DATA PROVIDED:
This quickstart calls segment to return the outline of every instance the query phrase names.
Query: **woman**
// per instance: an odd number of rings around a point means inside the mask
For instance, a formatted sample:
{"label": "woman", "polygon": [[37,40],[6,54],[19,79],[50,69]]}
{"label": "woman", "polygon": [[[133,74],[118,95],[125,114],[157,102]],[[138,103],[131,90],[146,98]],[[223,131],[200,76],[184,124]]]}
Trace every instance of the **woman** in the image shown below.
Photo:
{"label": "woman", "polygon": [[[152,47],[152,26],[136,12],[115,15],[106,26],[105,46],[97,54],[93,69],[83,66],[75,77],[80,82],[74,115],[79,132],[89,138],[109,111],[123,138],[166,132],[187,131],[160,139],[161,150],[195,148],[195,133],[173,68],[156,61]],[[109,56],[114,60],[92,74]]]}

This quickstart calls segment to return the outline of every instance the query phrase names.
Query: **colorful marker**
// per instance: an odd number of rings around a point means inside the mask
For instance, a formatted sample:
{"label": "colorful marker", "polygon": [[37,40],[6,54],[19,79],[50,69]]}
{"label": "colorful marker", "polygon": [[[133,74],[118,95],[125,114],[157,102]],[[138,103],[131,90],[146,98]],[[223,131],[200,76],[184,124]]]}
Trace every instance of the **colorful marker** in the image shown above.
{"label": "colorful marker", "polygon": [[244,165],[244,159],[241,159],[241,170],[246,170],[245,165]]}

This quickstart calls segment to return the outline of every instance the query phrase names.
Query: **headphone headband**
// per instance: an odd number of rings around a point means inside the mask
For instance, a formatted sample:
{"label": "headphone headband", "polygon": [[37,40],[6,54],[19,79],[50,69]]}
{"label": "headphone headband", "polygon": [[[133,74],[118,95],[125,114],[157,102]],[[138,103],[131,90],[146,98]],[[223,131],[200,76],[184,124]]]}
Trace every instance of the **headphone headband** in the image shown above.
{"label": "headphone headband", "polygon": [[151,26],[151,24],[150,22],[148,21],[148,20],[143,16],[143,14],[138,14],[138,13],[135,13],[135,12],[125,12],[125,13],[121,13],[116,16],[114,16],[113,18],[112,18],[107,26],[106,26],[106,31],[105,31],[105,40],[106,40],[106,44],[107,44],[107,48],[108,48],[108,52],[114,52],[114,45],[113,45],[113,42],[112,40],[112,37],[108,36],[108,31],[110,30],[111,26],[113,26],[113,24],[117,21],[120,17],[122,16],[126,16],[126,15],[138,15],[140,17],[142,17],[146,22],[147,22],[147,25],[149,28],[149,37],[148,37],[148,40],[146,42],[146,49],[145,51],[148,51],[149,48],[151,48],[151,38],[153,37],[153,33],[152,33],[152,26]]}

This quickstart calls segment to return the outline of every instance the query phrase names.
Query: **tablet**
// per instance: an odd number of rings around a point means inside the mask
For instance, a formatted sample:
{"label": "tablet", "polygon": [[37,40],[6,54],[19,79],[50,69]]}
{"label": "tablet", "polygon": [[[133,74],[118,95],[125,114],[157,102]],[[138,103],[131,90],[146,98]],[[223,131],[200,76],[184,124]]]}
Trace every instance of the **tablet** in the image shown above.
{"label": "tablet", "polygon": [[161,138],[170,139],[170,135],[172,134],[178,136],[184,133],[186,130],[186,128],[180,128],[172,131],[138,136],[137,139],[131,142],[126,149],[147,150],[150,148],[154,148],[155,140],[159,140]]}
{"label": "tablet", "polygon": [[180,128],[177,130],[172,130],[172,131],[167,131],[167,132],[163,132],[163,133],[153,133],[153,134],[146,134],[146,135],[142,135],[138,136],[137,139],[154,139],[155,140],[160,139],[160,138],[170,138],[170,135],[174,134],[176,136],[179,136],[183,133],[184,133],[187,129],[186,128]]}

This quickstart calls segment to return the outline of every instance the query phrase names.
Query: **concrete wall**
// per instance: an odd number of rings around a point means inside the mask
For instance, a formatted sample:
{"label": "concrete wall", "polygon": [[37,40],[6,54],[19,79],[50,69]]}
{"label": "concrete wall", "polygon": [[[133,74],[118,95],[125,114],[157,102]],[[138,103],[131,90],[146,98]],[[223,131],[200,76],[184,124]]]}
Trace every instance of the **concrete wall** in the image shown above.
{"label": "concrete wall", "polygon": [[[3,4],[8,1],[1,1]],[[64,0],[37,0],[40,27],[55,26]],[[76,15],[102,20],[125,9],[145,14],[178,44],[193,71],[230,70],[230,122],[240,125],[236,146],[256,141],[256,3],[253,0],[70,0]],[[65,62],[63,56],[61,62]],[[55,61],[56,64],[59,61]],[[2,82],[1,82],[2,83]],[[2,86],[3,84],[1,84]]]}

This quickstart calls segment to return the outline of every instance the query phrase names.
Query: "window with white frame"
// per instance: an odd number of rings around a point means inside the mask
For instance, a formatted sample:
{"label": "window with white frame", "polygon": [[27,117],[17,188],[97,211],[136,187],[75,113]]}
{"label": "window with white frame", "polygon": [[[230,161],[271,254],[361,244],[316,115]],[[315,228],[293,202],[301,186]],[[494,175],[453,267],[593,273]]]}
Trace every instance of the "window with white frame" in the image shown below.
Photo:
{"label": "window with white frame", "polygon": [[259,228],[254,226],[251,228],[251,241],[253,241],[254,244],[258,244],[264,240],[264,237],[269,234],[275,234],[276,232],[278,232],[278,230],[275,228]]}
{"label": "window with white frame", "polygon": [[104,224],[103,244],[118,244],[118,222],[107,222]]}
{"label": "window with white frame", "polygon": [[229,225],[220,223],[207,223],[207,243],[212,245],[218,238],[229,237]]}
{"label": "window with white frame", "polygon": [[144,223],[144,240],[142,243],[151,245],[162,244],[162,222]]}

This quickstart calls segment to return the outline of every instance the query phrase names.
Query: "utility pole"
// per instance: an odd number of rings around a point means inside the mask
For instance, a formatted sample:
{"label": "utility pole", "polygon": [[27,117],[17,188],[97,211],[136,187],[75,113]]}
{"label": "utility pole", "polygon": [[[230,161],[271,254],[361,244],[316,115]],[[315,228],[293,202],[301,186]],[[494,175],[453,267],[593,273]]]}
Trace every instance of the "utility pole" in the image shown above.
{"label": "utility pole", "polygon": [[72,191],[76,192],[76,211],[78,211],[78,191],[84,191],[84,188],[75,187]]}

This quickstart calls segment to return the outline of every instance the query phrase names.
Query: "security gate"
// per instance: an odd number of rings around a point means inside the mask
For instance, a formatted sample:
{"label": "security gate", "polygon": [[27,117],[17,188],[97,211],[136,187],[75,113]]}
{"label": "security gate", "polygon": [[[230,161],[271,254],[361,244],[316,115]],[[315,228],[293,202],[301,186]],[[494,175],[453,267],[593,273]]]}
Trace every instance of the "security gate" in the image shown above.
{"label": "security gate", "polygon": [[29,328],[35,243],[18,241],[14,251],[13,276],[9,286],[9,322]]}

DIRECTIVE: Write every line of the material above again, exactly.

TASK ANSWER:
This quickstart calls segment to return the outline of every instance the query phrase names.
Query: **woman**
// per instance: an odd number of rings around a point means inside the mask
For instance, a formatted sample:
{"label": "woman", "polygon": [[37,40],[6,54],[19,79],[50,69]]}
{"label": "woman", "polygon": [[[133,74],[118,95],[125,114],[157,102]],[[138,103],[131,90],[146,98]],[[223,131],[200,76],[184,124]]]}
Trace every instance of the **woman** in the image shown below.
Photo:
{"label": "woman", "polygon": [[[152,47],[152,26],[136,12],[115,15],[106,26],[105,46],[97,54],[93,69],[83,66],[75,77],[80,82],[74,115],[79,132],[89,138],[109,111],[123,138],[166,132],[187,131],[160,139],[161,150],[195,148],[195,133],[173,68],[156,61]],[[109,56],[114,60],[92,74]]]}

This quickstart calls segment to return the outline of every instance the query phrase names.
Query: **colorful marker**
// per instance: an odd number of rings around a point means inside the mask
For instance, a formatted sample:
{"label": "colorful marker", "polygon": [[37,40],[6,54],[19,79],[50,69]]}
{"label": "colorful marker", "polygon": [[[133,74],[118,95],[125,114],[157,102]],[[138,103],[131,90],[146,98]],[[223,131],[200,76],[184,124]]]}
Trace every instance of the **colorful marker** in the image shown above.
{"label": "colorful marker", "polygon": [[244,165],[244,159],[241,159],[241,170],[246,170],[245,165]]}

This quickstart calls segment to return the outline of every instance the query phrase names.
Query: **headphone headband**
// per instance: an odd number of rings around a point means inside the mask
For instance, a formatted sample:
{"label": "headphone headband", "polygon": [[37,40],[6,54],[19,79],[50,69]]}
{"label": "headphone headband", "polygon": [[[133,74],[118,95],[125,114],[157,102]],[[138,103],[131,90],[146,98]],[[223,131],[200,76],[184,124]]]}
Trace every instance of the **headphone headband** in the image shown above.
{"label": "headphone headband", "polygon": [[151,26],[151,24],[150,22],[148,21],[148,20],[143,16],[143,14],[138,14],[138,13],[135,13],[135,12],[125,12],[125,13],[121,13],[116,16],[114,16],[113,18],[112,18],[107,26],[106,26],[106,31],[105,31],[105,40],[106,40],[106,44],[107,44],[107,48],[108,48],[108,52],[114,52],[114,45],[113,45],[113,42],[112,40],[112,37],[108,36],[108,31],[110,30],[111,26],[113,26],[113,24],[117,21],[120,17],[122,16],[126,16],[126,15],[138,15],[140,17],[142,17],[146,22],[147,22],[147,25],[149,28],[149,37],[148,37],[148,40],[146,42],[146,49],[145,51],[148,51],[149,48],[151,48],[151,38],[153,37],[153,33],[152,33],[152,26]]}

This quickstart calls segment to return the outline of every instance the query phrase names.
Query: **tablet**
// per instance: an odd number of rings around a point means inside the mask
For instance, a formatted sample:
{"label": "tablet", "polygon": [[37,40],[6,54],[19,79],[50,69]]}
{"label": "tablet", "polygon": [[[133,74],[118,95],[125,114],[157,102]],[[138,103],[131,90],[146,98]],[[223,131],[200,76],[184,124]]]}
Trace every instance of the **tablet** in the image shown above.
{"label": "tablet", "polygon": [[161,138],[170,139],[170,135],[172,134],[178,136],[184,133],[186,130],[186,128],[180,128],[172,131],[138,136],[137,139],[131,142],[126,149],[147,150],[150,148],[154,148],[155,140],[159,140]]}
{"label": "tablet", "polygon": [[180,128],[177,130],[172,130],[172,131],[167,131],[167,132],[163,132],[163,133],[153,133],[153,134],[146,134],[146,135],[142,135],[138,136],[137,139],[154,139],[155,140],[160,139],[160,138],[170,138],[170,135],[174,134],[176,136],[179,136],[183,133],[184,133],[187,129],[186,128]]}

This quickstart calls segment to return the outline of every instance the query phrase names.
Query: **concrete wall**
// per instance: an odd number of rings around a point means inside the mask
For instance, a formatted sample:
{"label": "concrete wall", "polygon": [[37,40],[6,54],[19,79],[50,69]]}
{"label": "concrete wall", "polygon": [[[133,74],[118,95],[125,114],[157,102]],[[138,103],[131,90],[146,98]],[[223,131],[200,76],[184,124]]]}
Trace every instance of the **concrete wall** in the image shown above.
{"label": "concrete wall", "polygon": [[[3,4],[8,1],[1,1]],[[64,0],[37,0],[40,27],[55,26]],[[76,15],[102,20],[125,9],[145,14],[178,44],[193,71],[230,70],[230,122],[240,125],[236,146],[256,141],[256,3],[253,0],[70,0]],[[65,62],[63,56],[61,62]],[[55,61],[56,64],[59,61]],[[2,82],[1,82],[2,83]],[[2,86],[3,84],[1,84]]]}

This quickstart calls segment to return the outline of every instance the query phrase names.
Query: "window with white frame"
// per instance: an odd number of rings around a point means inside the mask
For instance, a formatted sample:
{"label": "window with white frame", "polygon": [[27,117],[17,188],[97,211],[136,187],[75,113]]}
{"label": "window with white frame", "polygon": [[[230,161],[271,254],[361,244],[316,115]],[[315,228],[293,202],[301,186]],[[494,175],[453,267],[593,273]]]}
Trace every instance of the "window with white frame" in the image shown below.
Photo:
{"label": "window with white frame", "polygon": [[259,228],[254,226],[251,228],[251,241],[253,241],[254,244],[258,244],[264,240],[264,237],[269,234],[275,234],[276,232],[278,232],[278,230],[275,228]]}
{"label": "window with white frame", "polygon": [[104,224],[103,244],[118,244],[118,222],[107,222]]}
{"label": "window with white frame", "polygon": [[229,225],[220,223],[207,223],[207,243],[212,245],[218,238],[229,237]]}
{"label": "window with white frame", "polygon": [[144,223],[144,240],[142,243],[151,245],[162,244],[162,222]]}

This quickstart calls segment to return the outline of every instance the query phrase names.
Query: "utility pole"
// per instance: an odd number of rings around a point means inside the mask
For instance, a formatted sample:
{"label": "utility pole", "polygon": [[27,117],[17,188],[97,211],[136,187],[75,113]]}
{"label": "utility pole", "polygon": [[[230,161],[271,254],[361,244],[316,115]],[[315,228],[293,202],[301,186]],[[494,175],[453,267],[593,273]]]}
Trace every instance of the "utility pole" in the image shown above.
{"label": "utility pole", "polygon": [[72,191],[76,192],[76,211],[78,211],[78,191],[84,191],[84,188],[75,187]]}

This quickstart calls segment to return the outline of every instance the query phrase names.
Query: "security gate"
// per instance: an odd number of rings around a point means inside the mask
For instance, a formatted sample:
{"label": "security gate", "polygon": [[27,117],[17,188],[97,211],[136,187],[75,113]]}
{"label": "security gate", "polygon": [[[230,161],[271,254],[361,244],[316,115]],[[315,228],[293,202],[301,186]],[[494,175],[453,267],[593,273]]]}
Trace every instance of the "security gate" in the image shown above.
{"label": "security gate", "polygon": [[29,328],[35,243],[18,241],[14,251],[13,276],[9,286],[9,322]]}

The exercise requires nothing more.